**AIM OF THE TASK:**
Line by line, transcribe the data shown below.

***

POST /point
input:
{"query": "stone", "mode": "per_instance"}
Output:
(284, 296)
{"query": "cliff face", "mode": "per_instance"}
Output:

***

**TASK SOLUTION:**
POST /point
input:
{"query": "stone", "mode": "per_instance"}
Output:
(284, 296)
{"query": "cliff face", "mode": "per_instance"}
Output:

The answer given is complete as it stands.